— start of Excerpt —
By inserting the V3+:YAG into the cavity adopted in the continuous-wave operation, the passive Q-switching operation of the Nd:Gd0.5Y0.5VO4 laser at 1.34μm was realized, with the relationship between the average output power and incident pump power also shown in Fig. 2b. The best performance was obtained with the T=15% output coupler exploited. The maximum average output power of 0.96W was achieved under the pump power of 7.28W, corresponding to optical-to-optical conversion and slope efficiency of 13.2% and 17.6%, respectively. The fluctuation at the average output power 0.96 W over hours-long operation was found to be less than 1.0%. The output beam quality factor in this situation was estimated to be <1.5. For the other situation, 0.78W average output power was obtained under the same pump power, with the threshold pump power of 1W. The Q-switching efficiency (ratio of the Q-switched output power to the continuous-wave power at the maximum pump power) were found to be 49.5% and 32.2% for the two situations of T=15% and T=8%, respectively. The relationship between the pulse repetition frequency (PRF) and the incident pump power was displayed in Fig. 4a. It was found that the PRF increased with the pump powers. When the output couplers with the transmissions of 8% and 15% were exploited, the PRF respectively presented the variations of 42.5–167 kHz and 23–150 kHz with the pump power increasing from 2.24 to 7.28W. Smaller output coupling would lead to higher PRF which coincided with the experimental results shown in Ref [17].
— end of Excerpt —
— start of Supplied data —
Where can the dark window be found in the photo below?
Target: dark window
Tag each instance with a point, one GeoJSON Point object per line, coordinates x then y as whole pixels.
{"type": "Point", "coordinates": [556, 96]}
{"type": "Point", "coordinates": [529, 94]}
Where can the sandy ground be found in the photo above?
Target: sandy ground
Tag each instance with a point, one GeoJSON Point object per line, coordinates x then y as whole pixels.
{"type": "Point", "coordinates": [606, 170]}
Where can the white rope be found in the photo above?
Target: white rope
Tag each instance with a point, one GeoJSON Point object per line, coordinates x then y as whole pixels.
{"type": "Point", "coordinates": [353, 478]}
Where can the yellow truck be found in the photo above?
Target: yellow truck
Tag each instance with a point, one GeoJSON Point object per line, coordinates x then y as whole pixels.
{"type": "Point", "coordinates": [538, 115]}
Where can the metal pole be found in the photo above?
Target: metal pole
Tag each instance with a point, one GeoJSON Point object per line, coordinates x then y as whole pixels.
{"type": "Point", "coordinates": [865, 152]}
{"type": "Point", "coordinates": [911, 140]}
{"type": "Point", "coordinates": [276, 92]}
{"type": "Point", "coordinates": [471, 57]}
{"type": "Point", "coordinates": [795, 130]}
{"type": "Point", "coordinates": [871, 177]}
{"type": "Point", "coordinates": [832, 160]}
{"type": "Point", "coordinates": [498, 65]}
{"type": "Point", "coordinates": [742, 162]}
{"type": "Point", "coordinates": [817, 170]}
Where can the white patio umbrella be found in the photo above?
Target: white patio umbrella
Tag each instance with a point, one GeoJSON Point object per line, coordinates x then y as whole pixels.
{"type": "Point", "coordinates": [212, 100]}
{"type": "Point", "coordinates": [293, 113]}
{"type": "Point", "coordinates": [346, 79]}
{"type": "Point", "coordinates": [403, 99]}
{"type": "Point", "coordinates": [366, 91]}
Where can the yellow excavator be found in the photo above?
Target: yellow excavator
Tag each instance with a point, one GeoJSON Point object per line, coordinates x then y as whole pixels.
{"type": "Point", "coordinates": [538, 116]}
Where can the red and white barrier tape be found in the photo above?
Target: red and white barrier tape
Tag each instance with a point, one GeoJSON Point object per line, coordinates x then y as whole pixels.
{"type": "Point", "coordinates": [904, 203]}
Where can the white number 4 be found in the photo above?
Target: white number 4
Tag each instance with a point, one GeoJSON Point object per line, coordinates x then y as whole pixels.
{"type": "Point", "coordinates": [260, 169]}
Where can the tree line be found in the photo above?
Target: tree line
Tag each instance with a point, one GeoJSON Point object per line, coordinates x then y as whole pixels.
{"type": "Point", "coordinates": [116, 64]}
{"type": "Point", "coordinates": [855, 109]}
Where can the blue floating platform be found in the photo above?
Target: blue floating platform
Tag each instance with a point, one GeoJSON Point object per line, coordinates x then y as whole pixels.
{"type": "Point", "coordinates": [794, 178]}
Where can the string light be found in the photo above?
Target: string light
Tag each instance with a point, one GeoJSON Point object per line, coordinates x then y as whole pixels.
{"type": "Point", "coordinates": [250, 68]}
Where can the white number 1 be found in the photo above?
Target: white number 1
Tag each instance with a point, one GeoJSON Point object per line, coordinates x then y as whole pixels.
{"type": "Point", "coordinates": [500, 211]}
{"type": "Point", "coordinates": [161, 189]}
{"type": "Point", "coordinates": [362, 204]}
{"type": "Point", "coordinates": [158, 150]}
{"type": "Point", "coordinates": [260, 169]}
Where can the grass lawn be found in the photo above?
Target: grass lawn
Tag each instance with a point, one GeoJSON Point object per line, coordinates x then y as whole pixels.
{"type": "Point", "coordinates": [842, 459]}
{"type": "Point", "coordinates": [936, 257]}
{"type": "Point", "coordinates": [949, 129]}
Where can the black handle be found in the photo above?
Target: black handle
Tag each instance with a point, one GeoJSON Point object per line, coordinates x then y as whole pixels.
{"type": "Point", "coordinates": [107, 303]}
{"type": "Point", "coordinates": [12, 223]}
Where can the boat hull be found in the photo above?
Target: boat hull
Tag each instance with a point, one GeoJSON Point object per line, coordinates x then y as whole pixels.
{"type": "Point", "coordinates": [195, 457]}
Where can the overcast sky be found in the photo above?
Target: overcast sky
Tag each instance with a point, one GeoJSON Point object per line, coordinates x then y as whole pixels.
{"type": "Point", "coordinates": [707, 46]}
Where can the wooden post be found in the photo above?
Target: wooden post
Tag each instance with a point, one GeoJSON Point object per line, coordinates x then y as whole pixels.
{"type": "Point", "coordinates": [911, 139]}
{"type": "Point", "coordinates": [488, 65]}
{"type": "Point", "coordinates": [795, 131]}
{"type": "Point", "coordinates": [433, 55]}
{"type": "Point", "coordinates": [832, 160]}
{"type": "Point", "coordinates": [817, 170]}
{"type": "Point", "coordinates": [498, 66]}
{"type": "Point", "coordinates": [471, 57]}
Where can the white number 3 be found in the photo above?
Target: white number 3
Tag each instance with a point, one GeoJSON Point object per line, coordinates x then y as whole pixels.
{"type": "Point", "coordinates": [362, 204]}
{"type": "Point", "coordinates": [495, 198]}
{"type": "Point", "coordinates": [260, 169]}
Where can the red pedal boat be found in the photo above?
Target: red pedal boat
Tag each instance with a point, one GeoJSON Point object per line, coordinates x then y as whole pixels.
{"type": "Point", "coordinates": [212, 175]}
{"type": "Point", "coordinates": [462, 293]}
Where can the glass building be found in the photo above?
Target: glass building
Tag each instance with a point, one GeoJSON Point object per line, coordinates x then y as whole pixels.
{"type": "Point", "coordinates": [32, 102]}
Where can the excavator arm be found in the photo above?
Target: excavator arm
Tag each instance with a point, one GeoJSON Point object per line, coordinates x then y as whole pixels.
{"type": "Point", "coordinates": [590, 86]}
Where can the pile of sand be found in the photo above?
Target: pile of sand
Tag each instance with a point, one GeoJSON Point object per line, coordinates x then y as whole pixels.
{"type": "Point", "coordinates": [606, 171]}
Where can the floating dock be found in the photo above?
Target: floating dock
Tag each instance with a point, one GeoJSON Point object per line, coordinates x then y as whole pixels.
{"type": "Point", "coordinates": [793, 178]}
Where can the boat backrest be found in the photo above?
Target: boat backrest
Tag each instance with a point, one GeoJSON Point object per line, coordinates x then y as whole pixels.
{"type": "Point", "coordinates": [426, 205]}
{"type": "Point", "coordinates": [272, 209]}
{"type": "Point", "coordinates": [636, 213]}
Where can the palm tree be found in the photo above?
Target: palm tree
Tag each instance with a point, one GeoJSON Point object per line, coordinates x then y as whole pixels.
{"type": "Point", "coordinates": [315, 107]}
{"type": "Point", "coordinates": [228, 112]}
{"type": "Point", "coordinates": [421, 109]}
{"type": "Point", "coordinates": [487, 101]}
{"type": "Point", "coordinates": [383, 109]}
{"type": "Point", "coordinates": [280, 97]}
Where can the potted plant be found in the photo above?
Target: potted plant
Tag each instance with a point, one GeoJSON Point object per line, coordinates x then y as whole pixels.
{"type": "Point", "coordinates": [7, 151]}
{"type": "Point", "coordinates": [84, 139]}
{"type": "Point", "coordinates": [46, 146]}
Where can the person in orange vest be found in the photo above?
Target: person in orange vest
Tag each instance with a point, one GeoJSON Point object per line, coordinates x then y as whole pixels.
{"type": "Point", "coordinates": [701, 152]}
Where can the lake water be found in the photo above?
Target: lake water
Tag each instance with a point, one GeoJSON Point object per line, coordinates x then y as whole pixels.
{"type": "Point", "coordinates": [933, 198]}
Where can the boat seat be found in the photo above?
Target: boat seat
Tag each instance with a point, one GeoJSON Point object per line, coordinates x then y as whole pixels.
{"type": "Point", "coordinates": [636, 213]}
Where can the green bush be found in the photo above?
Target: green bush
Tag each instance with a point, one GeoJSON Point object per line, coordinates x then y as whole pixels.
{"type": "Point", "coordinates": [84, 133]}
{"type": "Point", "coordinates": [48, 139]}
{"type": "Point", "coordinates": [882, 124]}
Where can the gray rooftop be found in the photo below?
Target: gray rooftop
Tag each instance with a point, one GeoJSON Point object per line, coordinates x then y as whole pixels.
— end of Supplied data —
▸ Task 1
Answer these questions from the excerpt on the passively Q-switched Nd:Gd0.5Y0.5VO4 laser, one per line:
(a) What maximum average output power was achieved, and at what pump power?
(b) What Q-switching efficiency was found with the T=8% output coupler?
(c) Over what range did the pulse repetition frequency vary when the 15% output coupler was used?
▸ Task 2
Write the next few sentences of the excerpt on the passively Q-switched Nd:Gd0.5Y0.5VO4 laser, following on from its final sentence.

▸ Expected answer 1
(a) 0.96 W, at a pump power of 7.28 W.
(b) 32.2%.
(c) 23–150 kHz.

▸ Expected answer 2
Fig. 4. (a). The pulse repetition frequency versus the pump power; (b) the pulse widths versus the pump power.
Figure 4b depicted the pulse widths versus the incident pump powers for the two output couplers. As could be seen, the pulse widths for the two output couplers presented the similar variation trend. They firstly decreased with increasing the pump powers to a certain value, and then slightly increased with pump power. For the Q-switched lasers, when the PRF achieved such a high value that the initial inversion population could not be fully consumed during the interval when the Q-switch was turned on, the rise time of a pulse would be extended, resulting in the generation of stretched pulses. So the slight increase of the pulse widths was observed in our experiment. The minimum pulse width of 47.8ns with the PRF of 76kHz was attained with the T=15% output coupler under the pump power of 5.12W, with the maximum single pulse energy and peak power estimated to be 8.7μJ and 182W, respectively. The temporal pulse profiles for the above situation, along with the corresponding train of pulses, were shown in Figs. 5a and 5b, respectively.
Fig. 5. (a). The temporal pulse profile taken at the pump power of 5.12W with T=15% output coupler exploited; (b) the corresponding pulse train.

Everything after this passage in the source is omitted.